## RECORDS TO USE

►

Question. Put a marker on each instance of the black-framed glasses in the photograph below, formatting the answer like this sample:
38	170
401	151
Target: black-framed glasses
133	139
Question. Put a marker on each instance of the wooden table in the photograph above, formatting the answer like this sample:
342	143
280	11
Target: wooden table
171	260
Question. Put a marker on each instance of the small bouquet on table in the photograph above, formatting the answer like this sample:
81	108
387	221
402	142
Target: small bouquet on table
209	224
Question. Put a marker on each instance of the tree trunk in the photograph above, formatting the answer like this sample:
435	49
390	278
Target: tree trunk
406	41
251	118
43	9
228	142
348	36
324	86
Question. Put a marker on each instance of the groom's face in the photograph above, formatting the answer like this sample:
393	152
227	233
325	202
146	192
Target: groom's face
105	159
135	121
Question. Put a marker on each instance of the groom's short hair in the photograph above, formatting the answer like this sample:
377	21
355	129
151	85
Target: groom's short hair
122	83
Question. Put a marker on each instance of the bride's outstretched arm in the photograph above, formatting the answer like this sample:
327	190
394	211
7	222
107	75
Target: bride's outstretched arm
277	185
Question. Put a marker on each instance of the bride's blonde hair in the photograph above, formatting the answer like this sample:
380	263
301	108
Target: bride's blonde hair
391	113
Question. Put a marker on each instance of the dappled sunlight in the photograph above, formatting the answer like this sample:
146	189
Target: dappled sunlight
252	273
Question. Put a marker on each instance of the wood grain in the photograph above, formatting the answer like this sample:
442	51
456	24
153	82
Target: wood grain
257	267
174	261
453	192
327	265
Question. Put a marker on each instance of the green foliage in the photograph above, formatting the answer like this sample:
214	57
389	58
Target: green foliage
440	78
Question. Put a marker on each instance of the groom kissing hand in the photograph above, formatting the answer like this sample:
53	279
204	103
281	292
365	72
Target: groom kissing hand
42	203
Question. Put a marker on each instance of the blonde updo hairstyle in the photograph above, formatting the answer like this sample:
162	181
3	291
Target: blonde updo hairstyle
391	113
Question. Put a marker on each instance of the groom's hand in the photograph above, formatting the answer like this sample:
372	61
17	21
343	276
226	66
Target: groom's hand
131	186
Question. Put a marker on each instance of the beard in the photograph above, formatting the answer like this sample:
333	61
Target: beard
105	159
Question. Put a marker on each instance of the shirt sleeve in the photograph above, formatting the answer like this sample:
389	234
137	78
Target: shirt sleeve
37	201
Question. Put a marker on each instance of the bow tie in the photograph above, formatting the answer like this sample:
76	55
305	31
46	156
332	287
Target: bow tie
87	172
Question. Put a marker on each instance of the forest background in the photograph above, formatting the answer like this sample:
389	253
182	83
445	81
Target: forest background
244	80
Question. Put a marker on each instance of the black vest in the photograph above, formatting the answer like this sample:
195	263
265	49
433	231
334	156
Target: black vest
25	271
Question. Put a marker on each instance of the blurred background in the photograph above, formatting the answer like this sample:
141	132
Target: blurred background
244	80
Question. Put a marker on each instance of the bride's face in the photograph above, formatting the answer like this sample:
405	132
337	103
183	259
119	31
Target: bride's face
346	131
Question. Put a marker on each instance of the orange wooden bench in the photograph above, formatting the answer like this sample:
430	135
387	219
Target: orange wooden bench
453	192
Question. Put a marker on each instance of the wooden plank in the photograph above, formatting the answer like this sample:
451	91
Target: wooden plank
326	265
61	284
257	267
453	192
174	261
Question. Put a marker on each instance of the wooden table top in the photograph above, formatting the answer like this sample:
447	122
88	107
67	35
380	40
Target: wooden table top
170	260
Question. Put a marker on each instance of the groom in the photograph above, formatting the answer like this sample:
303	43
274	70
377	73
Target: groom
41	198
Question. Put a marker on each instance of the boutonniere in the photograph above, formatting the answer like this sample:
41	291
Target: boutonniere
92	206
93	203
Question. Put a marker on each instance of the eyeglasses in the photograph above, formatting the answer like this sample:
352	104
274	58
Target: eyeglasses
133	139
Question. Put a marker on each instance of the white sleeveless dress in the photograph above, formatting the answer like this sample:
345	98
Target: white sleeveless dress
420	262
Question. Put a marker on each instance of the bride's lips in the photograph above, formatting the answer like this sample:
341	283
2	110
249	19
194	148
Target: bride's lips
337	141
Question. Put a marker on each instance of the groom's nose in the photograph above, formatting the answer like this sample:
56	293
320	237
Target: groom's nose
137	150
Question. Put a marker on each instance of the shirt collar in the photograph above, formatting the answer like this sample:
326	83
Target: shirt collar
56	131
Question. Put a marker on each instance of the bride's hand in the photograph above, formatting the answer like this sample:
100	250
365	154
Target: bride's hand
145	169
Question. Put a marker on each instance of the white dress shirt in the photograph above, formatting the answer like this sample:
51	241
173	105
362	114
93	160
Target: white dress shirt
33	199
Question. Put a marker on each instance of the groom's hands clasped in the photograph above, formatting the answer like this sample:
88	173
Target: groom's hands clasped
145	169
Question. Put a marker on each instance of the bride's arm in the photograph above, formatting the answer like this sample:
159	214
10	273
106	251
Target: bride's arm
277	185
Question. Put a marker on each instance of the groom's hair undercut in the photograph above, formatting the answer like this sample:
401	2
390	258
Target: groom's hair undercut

◄

## YOUR INSTRUCTIONS
Write the complete data out, exactly as above.

## OUTPUT
Question. Put a marker on each instance of the black-framed glasses in the photograph below, formatting the answer like this sample:
38	170
401	151
Target: black-framed glasses
133	139
Question. Put a marker on each instance of the wooden table in the photograph above, formatting the answer like this sample:
342	143
280	11
Target: wooden table
171	260
Question. Put a marker on each instance of the small bouquet on table in the photograph above, formatting the answer like this sample:
81	108
387	221
402	142
Target: small bouquet on table
209	224
Question. Put a marker on each instance of the tree trunk in the photograph above, formatting the answer like this sample:
435	49
390	278
Target: tree trunk
406	41
251	118
43	9
228	142
348	36
324	86
Question. Put a marker on each instance of the groom's face in the photograph above, formatting the answer like this sample:
393	152
227	233
325	202
146	192
Target: groom's face
105	159
135	121
Question. Put a marker on each instance of the groom's short hair in the photograph above, formatting the answer like this sample:
377	21
355	129
151	85
Target: groom's short hair
122	83
Question. Put a marker on each instance of the bride's outstretched arm in the photograph above, formatting the answer like this sample:
327	190
394	211
7	222
107	75
Target: bride's outstretched arm
277	185
Question. Put a marker on each instance of the bride's blonde hair in the photograph above, formatting the answer like this sample:
380	263
301	108
Target: bride's blonde hair
391	113
Question. Put a marker on each instance of the dappled sunlight in the photograph above, formatting the answer like this sample:
146	189
Target: dappled sunlight
252	273
Question. Put a marker on each instance of the wood grain in the photograph above, formatting the answer like this sample:
442	51
456	24
153	82
Target: wood grain
257	267
174	261
453	192
327	265
Question. Put a marker on each instance of the green foliage in the photograph above, formatting the answer like this sample:
214	57
389	58
Target: green foliage
440	78
Question. Put a marker on each instance of the groom kissing hand in the photograph above, formatting the answer like this sample:
53	279
204	103
281	292
365	72
Target: groom kissing hand
42	203
Question. Put a marker on each instance of the blonde updo hairstyle in the photograph above, formatting the answer like this sample:
162	181
3	291
Target: blonde updo hairstyle
391	113
Question. Put a marker on each instance of the groom's hand in the photograph above, formatting the answer like this sample:
372	61
17	21
343	276
226	66
Target: groom's hand
131	186
Question. Put a marker on each instance of the beard in the photograph above, formatting the answer like this sample:
333	61
Target: beard
105	159
Question. Put a marker on each instance of the shirt sleeve in the photograph above, formatting the answer like this sample:
389	234
137	78
Target: shirt sleeve
37	201
Question. Put a marker on each instance of the bow tie in the photograph above, formatting the answer like this sample:
76	55
305	31
46	156
332	287
Target: bow tie
87	172
Question. Put a marker on each instance of the forest background in the photograph above, formatting the answer like this sample:
389	253
182	83
445	81
Target: forest background
244	80
Question. Put a marker on each instance of the black vest in the photograph above, formatting the answer like this sample:
195	263
265	49
433	231
334	156
Target: black vest
25	271
Question. Put a marker on each instance of the blurred background in the photograph above, formatting the answer like this sample:
141	132
Target: blurred background
244	80
Question. Put a marker on each instance of the bride's face in the photograph above, formatting the answer like this sample:
405	132
337	103
183	259
119	31
Target: bride's face
346	131
Question. Put a marker on each instance of the orange wooden bench in the photograph above, formatting the answer like this sample:
430	135
387	219
Target: orange wooden bench
453	192
Question. Put a marker on each instance of the wooden plank in the photograph above, formatting the answer like this sample:
451	91
Target: wooden plank
326	265
61	284
257	267
453	192
174	261
Question. Put a marker on each instance of the wooden table top in the photograph above, formatting the answer like this sample:
447	122
88	107
67	35
380	40
Target: wooden table top
170	260
Question. Put a marker on each instance of the groom in the photograph above, formatting the answer like this sample:
303	43
274	70
377	73
Target: groom
41	198
Question. Put a marker on each instance of the boutonniere in the photograph above, formatting the answer like this sample:
41	291
Target: boutonniere
92	206
93	203
Question. Put a marker on each instance of the eyeglasses in the photograph above, formatting the answer like this sample:
352	104
274	58
Target: eyeglasses
133	139
Question. Put a marker on each instance of the white sleeveless dress in the photograph above, formatting the answer like this sample:
345	98
Target: white sleeveless dress
420	262
Question. Put a marker on each instance of the bride's lips in the photograph above, formatting the answer like this sample:
341	283
2	110
249	19
194	148
Target: bride's lips
337	141
Question. Put a marker on each instance of the groom's nose in the photograph above, formatting the answer like this sample:
56	293
320	237
Target: groom's nose
137	150
Question. Put a marker on each instance of the shirt collar in the photograph above, formatting the answer like this sample:
326	83
Target: shirt collar
56	131
Question. Put a marker on each instance of the bride's hand in the photograph above, formatting the answer like this sample:
100	250
365	154
Target: bride's hand
145	169
Question. Put a marker on each instance of the white dress shirt in the photograph above, formatting the answer like this sample:
51	241
173	105
362	114
93	160
Target: white dress shirt
33	199
Question. Put a marker on each instance of the groom's hands clasped in the photograph above, formatting the answer like this sample:
88	173
Target: groom's hands clasped
145	169
Question. Put a marker on each instance of the bride's arm in the photograph above, formatting the answer like this sample:
159	214
10	273
106	251
Target: bride's arm
277	185
Question. Put a marker on each instance of the groom's hair undercut in the photograph above, formatting the answer like this sample:
401	2
390	258
Target: groom's hair undercut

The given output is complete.